### 所给文本

········

和NO65差不多,dfs即可。
#include <vector>
using namespace std;
class Solution {
public:
int dx[4] = {1,0,-1,0};
int dy[4] = {0,1,0,-1};
int row;
int col;
int count;
int t;
int movingCount(int threshold, int rows, int cols) {
if(rows <=0 || cols <=0) return 0;
row = rows;
col = cols;
t = threshold;
count = 0;
vector<vector<bool>> visited(row, vector<bool>(col, false));
dfs(0, 0, visited);
return count;
}
void dfs(int i, int j, vector<vector<bool>>& v){
// 检查坐标合法性、是否已访问及数位和条件
if(i < 0 || i >= row || j < 0 || j >= col || v[i][j] || cal(i, j) > t)
return;
v[i][j] = true; // 标记当前格子为已访问
count++; // 增加可达格子数
// 向四个方向继续搜索
for(int l = 0; l < 4; l++){
int curx = dx[l] + i;
int cury = dy[l] + j;
dfs(curx, cury, v);
}
}
int cal(int x, int y){
int res = 0;
while(x != 0){
res += x % 10;
x /= 10;
}
while(y != 0){
res += y % 10;
y /= 10;
}
return res;
}
};

········

### 书面任务 1
下方列表中有多少行含有单词"foot"?请只写出行数,大小写须区分。

········

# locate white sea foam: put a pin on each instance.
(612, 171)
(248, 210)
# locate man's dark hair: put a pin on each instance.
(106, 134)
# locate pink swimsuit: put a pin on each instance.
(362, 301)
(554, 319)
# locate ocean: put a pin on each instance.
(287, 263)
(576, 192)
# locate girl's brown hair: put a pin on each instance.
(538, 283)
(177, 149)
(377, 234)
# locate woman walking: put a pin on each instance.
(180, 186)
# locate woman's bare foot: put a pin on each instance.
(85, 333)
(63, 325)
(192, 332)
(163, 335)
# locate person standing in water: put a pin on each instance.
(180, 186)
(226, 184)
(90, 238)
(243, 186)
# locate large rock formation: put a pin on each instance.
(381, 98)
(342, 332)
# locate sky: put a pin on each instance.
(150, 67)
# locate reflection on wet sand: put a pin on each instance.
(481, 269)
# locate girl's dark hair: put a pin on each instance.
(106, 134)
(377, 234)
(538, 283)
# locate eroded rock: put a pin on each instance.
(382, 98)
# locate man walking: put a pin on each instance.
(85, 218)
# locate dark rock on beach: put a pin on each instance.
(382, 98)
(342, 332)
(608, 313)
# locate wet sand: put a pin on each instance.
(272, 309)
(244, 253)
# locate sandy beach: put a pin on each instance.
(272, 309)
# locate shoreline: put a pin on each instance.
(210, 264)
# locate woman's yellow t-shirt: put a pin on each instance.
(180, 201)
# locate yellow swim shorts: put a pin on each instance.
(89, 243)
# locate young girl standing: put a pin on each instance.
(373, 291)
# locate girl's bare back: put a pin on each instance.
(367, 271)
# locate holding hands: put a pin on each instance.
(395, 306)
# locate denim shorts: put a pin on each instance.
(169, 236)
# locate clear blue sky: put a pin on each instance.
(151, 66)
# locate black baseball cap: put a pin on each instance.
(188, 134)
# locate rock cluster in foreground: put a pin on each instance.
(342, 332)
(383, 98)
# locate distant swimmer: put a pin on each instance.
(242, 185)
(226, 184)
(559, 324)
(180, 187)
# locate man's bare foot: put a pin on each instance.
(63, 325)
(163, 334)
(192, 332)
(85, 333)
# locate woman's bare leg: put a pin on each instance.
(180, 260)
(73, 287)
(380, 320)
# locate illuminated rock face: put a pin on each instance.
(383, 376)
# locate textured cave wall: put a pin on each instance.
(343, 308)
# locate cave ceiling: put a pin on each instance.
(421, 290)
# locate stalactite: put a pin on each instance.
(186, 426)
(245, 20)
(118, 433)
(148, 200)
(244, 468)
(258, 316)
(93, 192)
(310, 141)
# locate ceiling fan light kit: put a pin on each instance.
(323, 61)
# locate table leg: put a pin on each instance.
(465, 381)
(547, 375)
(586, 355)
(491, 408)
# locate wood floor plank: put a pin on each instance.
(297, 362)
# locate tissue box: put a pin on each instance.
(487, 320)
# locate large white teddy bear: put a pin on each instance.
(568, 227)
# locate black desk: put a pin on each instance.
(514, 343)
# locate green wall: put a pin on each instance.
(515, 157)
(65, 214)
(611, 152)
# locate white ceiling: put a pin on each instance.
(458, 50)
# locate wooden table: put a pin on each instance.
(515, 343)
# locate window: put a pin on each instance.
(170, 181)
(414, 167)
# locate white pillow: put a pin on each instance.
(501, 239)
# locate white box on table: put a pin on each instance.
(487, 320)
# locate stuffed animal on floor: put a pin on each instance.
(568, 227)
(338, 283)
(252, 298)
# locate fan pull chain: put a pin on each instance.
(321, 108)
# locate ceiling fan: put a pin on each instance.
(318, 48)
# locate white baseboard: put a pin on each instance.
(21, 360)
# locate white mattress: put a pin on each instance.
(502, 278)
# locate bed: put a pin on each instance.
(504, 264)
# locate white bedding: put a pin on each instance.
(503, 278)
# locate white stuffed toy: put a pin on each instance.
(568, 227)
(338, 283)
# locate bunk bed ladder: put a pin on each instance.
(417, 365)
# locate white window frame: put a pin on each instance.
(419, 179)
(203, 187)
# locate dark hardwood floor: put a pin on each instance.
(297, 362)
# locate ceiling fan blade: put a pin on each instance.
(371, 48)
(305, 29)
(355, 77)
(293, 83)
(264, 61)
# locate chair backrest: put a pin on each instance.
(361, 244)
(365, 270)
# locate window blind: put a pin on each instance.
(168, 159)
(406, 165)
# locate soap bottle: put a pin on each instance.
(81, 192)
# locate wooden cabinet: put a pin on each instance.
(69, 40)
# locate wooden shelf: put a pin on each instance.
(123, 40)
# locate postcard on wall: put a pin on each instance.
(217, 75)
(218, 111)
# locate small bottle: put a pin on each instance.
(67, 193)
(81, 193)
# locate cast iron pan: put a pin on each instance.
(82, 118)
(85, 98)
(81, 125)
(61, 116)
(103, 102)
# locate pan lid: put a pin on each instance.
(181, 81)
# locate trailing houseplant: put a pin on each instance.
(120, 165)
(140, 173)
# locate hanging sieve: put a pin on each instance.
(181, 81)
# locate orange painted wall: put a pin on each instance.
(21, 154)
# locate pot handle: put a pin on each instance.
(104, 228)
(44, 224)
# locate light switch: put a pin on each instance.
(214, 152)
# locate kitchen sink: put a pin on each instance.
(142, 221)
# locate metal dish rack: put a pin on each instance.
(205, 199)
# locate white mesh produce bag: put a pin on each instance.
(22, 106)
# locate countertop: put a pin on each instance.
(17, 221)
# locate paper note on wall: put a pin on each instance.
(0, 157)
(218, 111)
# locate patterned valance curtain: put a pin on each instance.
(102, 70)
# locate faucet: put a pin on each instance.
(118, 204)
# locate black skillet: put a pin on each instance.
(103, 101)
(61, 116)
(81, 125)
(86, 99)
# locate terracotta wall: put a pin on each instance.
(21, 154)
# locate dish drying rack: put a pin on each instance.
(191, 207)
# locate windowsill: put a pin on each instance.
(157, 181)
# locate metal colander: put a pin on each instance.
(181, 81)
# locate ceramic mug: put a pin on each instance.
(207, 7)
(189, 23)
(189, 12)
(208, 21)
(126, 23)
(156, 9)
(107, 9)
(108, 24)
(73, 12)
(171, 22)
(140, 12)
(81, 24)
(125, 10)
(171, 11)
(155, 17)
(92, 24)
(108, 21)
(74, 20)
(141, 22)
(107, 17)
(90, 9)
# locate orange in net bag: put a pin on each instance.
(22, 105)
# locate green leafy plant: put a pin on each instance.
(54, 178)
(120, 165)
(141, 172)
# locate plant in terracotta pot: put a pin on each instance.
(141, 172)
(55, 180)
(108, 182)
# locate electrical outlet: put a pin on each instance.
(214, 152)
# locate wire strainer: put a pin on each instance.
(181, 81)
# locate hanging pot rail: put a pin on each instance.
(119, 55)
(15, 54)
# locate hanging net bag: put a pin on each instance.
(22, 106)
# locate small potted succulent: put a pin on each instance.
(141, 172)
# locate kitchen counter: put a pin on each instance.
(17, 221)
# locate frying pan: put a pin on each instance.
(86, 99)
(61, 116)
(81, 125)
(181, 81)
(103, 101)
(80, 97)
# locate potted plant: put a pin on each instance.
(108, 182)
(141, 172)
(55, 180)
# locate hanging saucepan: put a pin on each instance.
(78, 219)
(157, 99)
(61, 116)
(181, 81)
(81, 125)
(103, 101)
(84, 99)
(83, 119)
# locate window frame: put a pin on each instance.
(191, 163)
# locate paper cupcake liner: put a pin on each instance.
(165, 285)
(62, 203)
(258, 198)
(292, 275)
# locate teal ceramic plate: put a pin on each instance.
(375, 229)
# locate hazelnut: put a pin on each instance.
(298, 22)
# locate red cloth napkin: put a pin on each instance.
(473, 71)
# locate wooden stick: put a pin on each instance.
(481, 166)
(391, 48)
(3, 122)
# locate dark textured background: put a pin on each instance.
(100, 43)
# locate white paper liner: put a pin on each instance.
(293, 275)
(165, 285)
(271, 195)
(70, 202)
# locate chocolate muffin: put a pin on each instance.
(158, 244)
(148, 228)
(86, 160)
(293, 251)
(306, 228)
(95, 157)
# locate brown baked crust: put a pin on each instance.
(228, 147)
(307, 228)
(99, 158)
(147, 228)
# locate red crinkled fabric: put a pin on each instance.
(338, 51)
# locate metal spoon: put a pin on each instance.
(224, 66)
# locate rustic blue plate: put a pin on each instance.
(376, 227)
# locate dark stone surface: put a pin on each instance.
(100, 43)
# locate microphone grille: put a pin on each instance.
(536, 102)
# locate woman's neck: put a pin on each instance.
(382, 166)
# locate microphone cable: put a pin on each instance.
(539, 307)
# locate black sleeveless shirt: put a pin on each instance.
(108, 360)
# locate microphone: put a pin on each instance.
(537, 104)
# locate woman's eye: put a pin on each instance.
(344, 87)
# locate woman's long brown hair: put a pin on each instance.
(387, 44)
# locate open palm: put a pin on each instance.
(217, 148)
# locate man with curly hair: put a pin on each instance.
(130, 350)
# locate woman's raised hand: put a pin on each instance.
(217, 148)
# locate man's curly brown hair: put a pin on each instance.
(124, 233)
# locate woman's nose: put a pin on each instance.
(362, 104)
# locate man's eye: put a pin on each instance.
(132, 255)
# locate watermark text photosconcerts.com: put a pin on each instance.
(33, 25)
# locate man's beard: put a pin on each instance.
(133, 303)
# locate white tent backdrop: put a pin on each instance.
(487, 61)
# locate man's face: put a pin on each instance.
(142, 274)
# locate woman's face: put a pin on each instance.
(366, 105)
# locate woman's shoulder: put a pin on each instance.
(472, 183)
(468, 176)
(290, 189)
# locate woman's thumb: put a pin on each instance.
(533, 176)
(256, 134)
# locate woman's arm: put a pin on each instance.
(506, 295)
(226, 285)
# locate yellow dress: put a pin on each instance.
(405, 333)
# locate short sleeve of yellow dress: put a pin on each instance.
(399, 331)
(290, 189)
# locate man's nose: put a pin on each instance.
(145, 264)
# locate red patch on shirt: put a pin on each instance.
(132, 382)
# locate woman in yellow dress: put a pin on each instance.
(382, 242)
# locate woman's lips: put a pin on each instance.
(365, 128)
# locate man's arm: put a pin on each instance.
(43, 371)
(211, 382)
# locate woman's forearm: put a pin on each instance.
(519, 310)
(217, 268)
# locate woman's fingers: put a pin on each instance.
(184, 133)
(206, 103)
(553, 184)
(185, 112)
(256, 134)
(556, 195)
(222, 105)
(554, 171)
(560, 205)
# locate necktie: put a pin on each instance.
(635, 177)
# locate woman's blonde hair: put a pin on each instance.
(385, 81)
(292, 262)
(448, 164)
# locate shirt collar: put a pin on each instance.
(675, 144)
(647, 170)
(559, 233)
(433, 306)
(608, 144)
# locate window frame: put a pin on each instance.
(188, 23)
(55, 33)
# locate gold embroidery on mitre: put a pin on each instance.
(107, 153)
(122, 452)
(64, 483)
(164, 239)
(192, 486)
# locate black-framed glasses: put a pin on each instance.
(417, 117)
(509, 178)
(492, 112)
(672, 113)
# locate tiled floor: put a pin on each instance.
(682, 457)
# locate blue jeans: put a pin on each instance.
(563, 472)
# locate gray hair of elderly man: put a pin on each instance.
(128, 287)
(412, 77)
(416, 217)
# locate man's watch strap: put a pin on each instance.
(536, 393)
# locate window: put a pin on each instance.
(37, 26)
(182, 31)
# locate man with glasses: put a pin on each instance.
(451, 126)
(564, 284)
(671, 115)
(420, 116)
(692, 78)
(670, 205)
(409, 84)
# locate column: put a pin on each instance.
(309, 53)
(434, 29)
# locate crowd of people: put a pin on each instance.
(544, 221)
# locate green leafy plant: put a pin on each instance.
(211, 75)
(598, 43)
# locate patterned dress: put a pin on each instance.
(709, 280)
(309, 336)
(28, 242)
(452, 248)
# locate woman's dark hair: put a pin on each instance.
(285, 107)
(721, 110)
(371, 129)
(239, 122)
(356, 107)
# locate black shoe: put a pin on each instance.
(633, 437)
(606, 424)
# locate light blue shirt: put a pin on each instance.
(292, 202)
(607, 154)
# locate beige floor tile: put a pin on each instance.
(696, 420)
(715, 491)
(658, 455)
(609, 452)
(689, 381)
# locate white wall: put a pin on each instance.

········

### 书面任务 2
所给文本开头说这道题和哪道题差不多?

### 正确答案 1
2

### 正确答案 2
和NO65差不多。